Brief 1
In the commentary on Christy Clark, who beat Clark for the Non-Partisan Association's mayoralty nomination in 2005?
Brief 2
Render this sentence from the commentary on Christy Clark in Spanish: "If she does run, those asking the questions won't be as easy to cut off as a belligerent caller to her show."
Brief 3
Carry the commentary on Christy Clark forward from its final sentence.

Source text
▬▬▬▬▬▬▬▬▬▬

But the only likely reason she wouldn't jump into the race is if contenders like George Abbott and Kevin Falcon have already sewn up too much of the BC Liberal caucus support and business community money needed to win.
If she does run, those asking the questions won't be as easy to cut off as a belligerent caller to her show.
And Clark's past political history will come back to haunt her along with four years of on-air commentary on a wide range of issues and her losing attempt to win the Non-Partisan Association's mayoralty nomination against Sam Sullivan in 2005.
Railgate and Bruce Clark
Start with questions about her role in the B.C. legislature raid case, involving the $1 billion privatization of BC Rail to CN Rail in 2003.
For example, Christy, what is your position on holding a full public inquiry into the strange circumstances that saw the political corruption trial of former BC Liberal ministerial aides David Basi and Bob Virk suddenly halted by a guilty plea bargain?

▬▬▬▬▬▬▬▬▬▬

Information supplied
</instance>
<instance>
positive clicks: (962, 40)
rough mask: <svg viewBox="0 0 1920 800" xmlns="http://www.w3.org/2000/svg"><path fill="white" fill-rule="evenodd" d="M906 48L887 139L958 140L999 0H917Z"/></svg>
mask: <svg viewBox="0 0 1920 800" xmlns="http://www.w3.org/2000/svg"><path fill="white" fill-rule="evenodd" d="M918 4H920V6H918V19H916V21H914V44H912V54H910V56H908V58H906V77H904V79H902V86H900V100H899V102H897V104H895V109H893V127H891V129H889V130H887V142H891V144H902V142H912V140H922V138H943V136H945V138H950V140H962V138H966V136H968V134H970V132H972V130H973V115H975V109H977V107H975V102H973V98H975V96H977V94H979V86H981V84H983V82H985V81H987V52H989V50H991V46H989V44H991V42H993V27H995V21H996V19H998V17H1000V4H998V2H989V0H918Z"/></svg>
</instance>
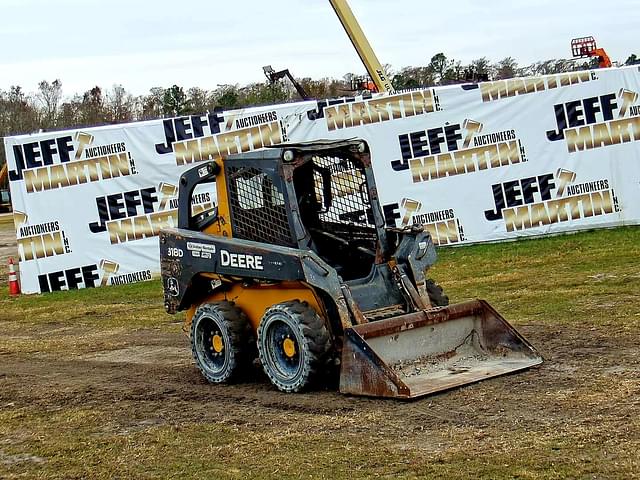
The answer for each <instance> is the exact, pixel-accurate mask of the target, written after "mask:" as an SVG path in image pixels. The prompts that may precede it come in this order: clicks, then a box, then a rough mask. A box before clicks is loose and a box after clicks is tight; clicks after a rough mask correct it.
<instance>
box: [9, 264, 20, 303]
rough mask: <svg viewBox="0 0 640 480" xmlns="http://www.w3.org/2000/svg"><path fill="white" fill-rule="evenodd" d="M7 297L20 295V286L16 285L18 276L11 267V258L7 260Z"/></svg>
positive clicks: (13, 268) (17, 281)
mask: <svg viewBox="0 0 640 480" xmlns="http://www.w3.org/2000/svg"><path fill="white" fill-rule="evenodd" d="M9 295H13V296H15V295H20V284H19V283H18V275H17V274H16V269H15V267H14V266H13V257H10V258H9Z"/></svg>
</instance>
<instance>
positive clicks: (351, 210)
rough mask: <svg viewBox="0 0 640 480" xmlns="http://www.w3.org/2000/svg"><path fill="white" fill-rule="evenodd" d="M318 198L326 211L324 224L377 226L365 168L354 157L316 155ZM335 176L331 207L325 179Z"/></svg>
mask: <svg viewBox="0 0 640 480" xmlns="http://www.w3.org/2000/svg"><path fill="white" fill-rule="evenodd" d="M312 160H313V163H314V169H313V174H314V180H315V182H314V183H315V191H316V198H317V199H318V202H319V203H320V205H323V206H324V208H323V211H322V212H320V220H321V221H322V223H325V224H326V223H334V224H342V225H345V226H347V225H352V226H367V225H373V224H374V223H373V219H372V218H371V208H370V207H369V191H368V189H367V182H366V179H365V175H364V169H362V168H361V167H357V166H356V165H355V164H354V163H353V162H352V161H351V160H349V159H346V158H340V157H320V156H316V157H313V159H312ZM328 174H329V175H330V178H331V199H330V202H329V204H330V205H329V206H328V208H327V207H326V206H327V202H326V201H325V198H324V197H325V188H324V187H325V180H324V179H323V177H325V178H328Z"/></svg>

▬▬▬▬▬▬▬▬▬▬

Written response 1
Sam Sullivan

Written response 2
Si se presenta, quienes hagan las preguntas no serán tan fáciles de cortar como un oyente beligerante que llama a su programa.

Written response 3
Were you going to be a witness in that trial? Do you agree with the government paying Basi and Virk's $6 million legal fees?
Oh wait, it doesn't matter, because as premier, Clark would have to excuse herself from any cabinet discussion about an inquiry.
Why? How long have you got?
At the same time police conducted the unprecedented raid of the B.C. legislature, they also executed a search warrant on the home of Bruce Clark, Christy's brother and a one-time fundraiser for her campaigns.
According to an agreed statement of facts from the Crown and defence at the surprise end of the trial, confidential government information obtained from Basi and Virk was found by police at Bruce Clark's home and office.
Clark was a lobbyist working for the Washington Marine Group, which was a bidder on a second part of the BC Rail privatization, the sale of its Roberts Bank Port Subdivision, a spur line worth up to $70 million.
The RCMP advised then transportation minister Falcon to cancel the sale because it was "tainted" by the leak of confidential documents. Bruce Clark was never charged with any offences.
The statement of facts reads: "With respect to Count 10 of the Indictment and in relation to the Port Subdivision bidding process, the RCMP seized a number of documents from Bruce Clark's office and residence, which Basi and Virk disclosed to Bruce Clark between Jan. 1, 2003 and Dec. 28, 2003."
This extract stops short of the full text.